19 avril 2010

Stèle mémorial de Lambesc (13) Allocution de Michel Vial

 Mesdames, Mesdemoiselles, Messieurs,

Mes Amis,

Il y a 70 ans jour pour jour, le 18 avril 1940, à l’aube, des dizaines, des centaines de silhouettes d’hommes portant des valises avançaient sur la route venant de la gare de Lambesc pour se rendre ici dans leur nouveau camp d’internement.
On les avait réveillé en pleine nuit au camp des Milles d’où on les transférait encadrés par une centaines de militaires français.
Ils s’appelaient Fritz, Otto, Guillaume, Salomon, Robert, Klaus, Georges ,Henri………..
Ils étaient agriculteurs, ouvriers, commerçants, enseignants, artistes…
Certains croyaient au ciel, d’autres n’y croyaient pas.
La plupart d’entre eux travaillaient, étaient intégrés à la vie économique française.
Le plus connu était Henry Gowa, peintre renommé, ami de Picasso.
Ils étaient 343 étrangers, allemands, autrichiens, tchèques, ayant fui la dictature hitlérienne dès 1933 pour se réfugier en France le « pays des Droits de l’Homme ».
Ils ont été transférés du camp des Milles fermé provisoirement vers Lambesc.
Lambesc n’a pas été un camp de transit vers les camps de déportation mais nous savons que 29 d’entre eux ont été déportés entre 1942 et 1944 à partir des camps des Milles et de Gurs.

« Gurs, une drôle de syllabe, comme un sanglot qui ne sort pas de la gorge. »
disait Louis Aragon

Pourquoi ces hommes ont été internés ?
Le 3 sept 1939, à la déclaration de guerre contre l’Allemagne nazie, le gouvernement Daladier décrète que les « ressortissants ennemis en guerre contre la France » doivent être internés sans chercher à comprendre s’ils étaient pro ou anti-nazis.

◆ **DONNÉES FOURNIES**
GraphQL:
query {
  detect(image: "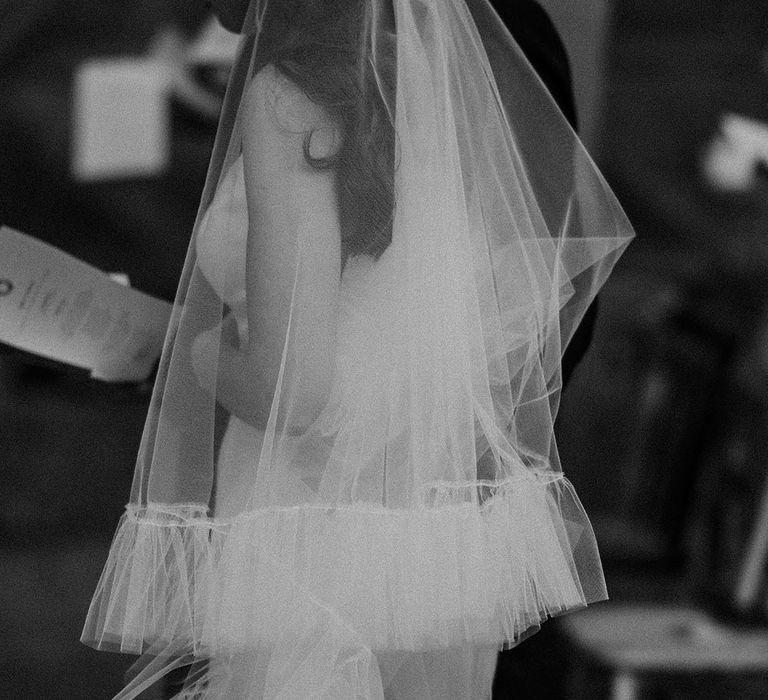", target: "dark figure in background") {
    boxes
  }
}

◆ **TRAVAIL DEMANDÉ**
(A) Combien d'étrangers ont été transférés du camp des Milles vers Lambesc selon l'allocution sur le camp de Lambesc ?
(B) Poursuivez l'allocution sur le camp de Lambesc à partir de sa dernière phrase.

◆ **RÉPONSES CI-DESSOUS**
(A) Ils étaient 343 étrangers, allemands, autrichiens et tchèques.

(B)
La France était en guerre contre Hitler, c’est vrai,
mais ceux qui ont été arrêtés par la police française puis internés en 1940 dans les dernières années de la Troisième République, sous le gouvernement de Paul Reynaud, bien avant Vichy, étaient pour la plupart des anti-nazis ( militants communistes, socialistes, juifs ) originaires d’Allemagne, d’Autriche ou de Tchéquie qu’ils avaient fui dès l’arrivée au pouvoir d’Hitler en 1933
Par radio, affiches et voie de presse les hommes de 17 à 65 ans, "nationaux de l'empire allemand", étaient appelés à se présenter dans des centres de regroupement, s’ils ne le faisaient pas, souvent leurs voisins y pensaient pour eux.
Les hommes furent répartis dans des camps d’internement comme celui de la Tuilerie des Milles, les femmes étaient assignées à résidence à Aubagne puis à l’hôtel Terminus des Ports à Marseille.
La totalité de leurs biens furent confisqués par l’Etat.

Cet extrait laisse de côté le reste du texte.